Region pointing data ▸
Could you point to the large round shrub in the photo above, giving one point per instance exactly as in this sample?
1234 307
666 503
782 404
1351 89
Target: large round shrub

What is needed ▸ Repeat the whole of the data verbatim, as it reads above.

Response below ▸
Could you point to the large round shrub in the photo above, giving one point per instance exactly as in this sample?
1234 307
666 503
782 404
1351 89
Target: large round shrub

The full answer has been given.